Could every entry be set down once more, exactly as given?

» **Input for this task**
·····
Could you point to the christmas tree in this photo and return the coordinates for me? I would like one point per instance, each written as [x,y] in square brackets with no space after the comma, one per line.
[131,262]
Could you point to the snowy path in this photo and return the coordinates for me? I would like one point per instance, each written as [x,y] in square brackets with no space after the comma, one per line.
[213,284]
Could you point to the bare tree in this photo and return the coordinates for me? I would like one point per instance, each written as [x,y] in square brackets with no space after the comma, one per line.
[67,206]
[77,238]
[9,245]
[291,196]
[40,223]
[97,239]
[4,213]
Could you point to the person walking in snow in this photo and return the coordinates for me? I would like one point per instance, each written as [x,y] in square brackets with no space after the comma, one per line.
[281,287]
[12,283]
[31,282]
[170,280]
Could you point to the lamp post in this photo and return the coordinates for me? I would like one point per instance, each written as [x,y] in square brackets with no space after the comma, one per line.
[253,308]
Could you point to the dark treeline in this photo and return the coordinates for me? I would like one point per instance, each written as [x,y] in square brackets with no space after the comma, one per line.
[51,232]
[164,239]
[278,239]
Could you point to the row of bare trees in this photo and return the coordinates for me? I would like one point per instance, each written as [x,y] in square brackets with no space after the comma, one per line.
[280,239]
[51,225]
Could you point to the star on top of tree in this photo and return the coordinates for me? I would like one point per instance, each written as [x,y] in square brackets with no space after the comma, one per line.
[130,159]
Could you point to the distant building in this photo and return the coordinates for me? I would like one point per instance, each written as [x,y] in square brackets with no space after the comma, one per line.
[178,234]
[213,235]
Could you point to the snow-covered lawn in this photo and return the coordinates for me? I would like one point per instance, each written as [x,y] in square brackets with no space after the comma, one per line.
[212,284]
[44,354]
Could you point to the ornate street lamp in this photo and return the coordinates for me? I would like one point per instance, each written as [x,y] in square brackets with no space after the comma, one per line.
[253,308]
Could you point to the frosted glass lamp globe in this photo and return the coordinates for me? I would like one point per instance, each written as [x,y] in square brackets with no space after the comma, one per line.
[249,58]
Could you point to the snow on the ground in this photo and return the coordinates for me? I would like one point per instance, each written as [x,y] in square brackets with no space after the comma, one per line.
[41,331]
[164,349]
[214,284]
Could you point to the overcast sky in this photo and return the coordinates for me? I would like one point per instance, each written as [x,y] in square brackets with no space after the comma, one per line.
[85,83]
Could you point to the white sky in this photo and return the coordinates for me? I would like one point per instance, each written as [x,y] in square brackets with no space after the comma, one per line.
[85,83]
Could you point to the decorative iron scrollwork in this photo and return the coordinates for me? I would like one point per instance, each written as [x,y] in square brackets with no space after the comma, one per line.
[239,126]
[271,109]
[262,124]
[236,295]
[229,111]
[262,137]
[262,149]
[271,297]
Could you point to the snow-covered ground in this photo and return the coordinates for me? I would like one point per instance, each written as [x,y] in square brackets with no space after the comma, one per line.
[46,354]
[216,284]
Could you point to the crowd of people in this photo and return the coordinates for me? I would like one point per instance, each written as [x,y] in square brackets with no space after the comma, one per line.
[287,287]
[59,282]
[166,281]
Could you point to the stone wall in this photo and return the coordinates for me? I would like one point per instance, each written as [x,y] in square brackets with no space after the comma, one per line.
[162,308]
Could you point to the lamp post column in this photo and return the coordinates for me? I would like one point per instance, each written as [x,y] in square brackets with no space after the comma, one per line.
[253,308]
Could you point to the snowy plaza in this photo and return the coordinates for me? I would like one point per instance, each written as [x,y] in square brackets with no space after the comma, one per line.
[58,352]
·····
» **Answer to this exercise**
Could you point to the christmas tree in this photo and return the coordinates for me? I would like one point per instance, each written as [x,y] in square brackets with no space after the comma, one per line.
[131,262]
Could you point to the snowy path in this photo and return the coordinates for me? I would like one point per instance, each written as [x,y] in square brackets with no space after the comma, one per line.
[213,284]
Could you point to the bare tree in this photo and return the coordinates for me? I would like one point per instance, each written as [x,y] in square brackets with no space after the comma, one per line.
[67,206]
[77,238]
[9,245]
[291,196]
[40,223]
[97,239]
[4,213]
Could you point to the person walking in snow in this photo and return the coordinates for me? I would like one point per instance, each written as [x,y] in square brackets with no space after the comma, one per line.
[281,287]
[12,283]
[31,282]
[170,280]
Could you point to the lamp post in this photo and return the coordinates for me? I would like one point per instance, each written as [x,y] in square brackets with no space after the comma, one per line.
[253,308]
Could you point to the dark treeline in this photo and return the coordinates for me? I would like one point per instance, each written as [x,y] in square brackets with no space after the comma, one per line.
[51,232]
[164,239]
[278,239]
Could you point to the row of bare trees in this photo and return the coordinates for me? I would like one point per instance, each written as [x,y] in square brackets with no space after the comma, one per line.
[280,239]
[51,225]
Could you point to the star on top of tree in this photo and return the coordinates for me? I would like one point per instance, each written as [x,y] in square brackets with no space after the comma, one per line.
[130,159]
Could you point to the distant building in this photo and return the coordinates for me? I would like one point per instance, each written as [x,y] in square brackets with no space after the comma, one per line.
[178,234]
[213,235]
Could you point to the snow-covered lawn in this photo and return the coordinates for me? I would like one point per instance, each written as [x,y] in square brackets with no space after the comma, one per line.
[212,284]
[44,354]
Could you point to the ornate street lamp in this photo and return the coordinates for me? I would like one point per instance, each written as [x,y] in square brackets with no space after the comma, one per line.
[253,308]
Could you point to the frosted glass lamp globe in this photo and return the coordinates for me? I would like one point per instance, each written as [x,y] in square brackets with no space after the comma, one per line.
[249,58]
Could you point to the snow on the ground in this photo and return the coordinates for me? I would like one point per instance, each written as [x,y] in square brackets with no space after the comma, one per line.
[41,331]
[164,349]
[214,284]
Could you point to the overcast sky in this photo and return the coordinates for me? I would like one point per instance, each written as [x,y] in square brackets with no space after the comma, one per line.
[85,83]
Could you point to the white sky in this photo and return the coordinates for me? I would like one point per instance, each written as [x,y] in square brackets with no space after the comma, one per line.
[85,83]
Could you point to the decorative iron scrollwork in this photo and return the coordinates for me? I would like one point per instance, each written as [x,y] in square brackets with no space after the comma, one per line.
[239,126]
[271,109]
[262,124]
[236,295]
[229,111]
[262,137]
[262,149]
[271,297]
Could you point to the snow-covered ground in this photo and return the coordinates for me? I would like one point per instance, each written as [x,y] in square brackets with no space after the comma, one per line.
[46,354]
[216,284]
Could you point to the crowd of people in this photo and return the coordinates for me? I would like one point per instance, each written as [x,y] in square brackets with no space after the comma, one per line.
[287,287]
[59,282]
[166,281]
Could you point to the stone wall in this photo and return the coordinates for me? I would like one point per instance, each written as [x,y] in square brackets with no space after the comma, one per line.
[162,308]
Could you point to the lamp post column in this photo and return the coordinates for me? I would like one point per instance, each written as [x,y] in square brackets with no space after the comma, one per line.
[253,308]
Could you point to the snowy plaza in this photo and return the coordinates for me? I would like one point per instance, each written as [x,y] in square brackets with no space after the comma, one per line.
[58,352]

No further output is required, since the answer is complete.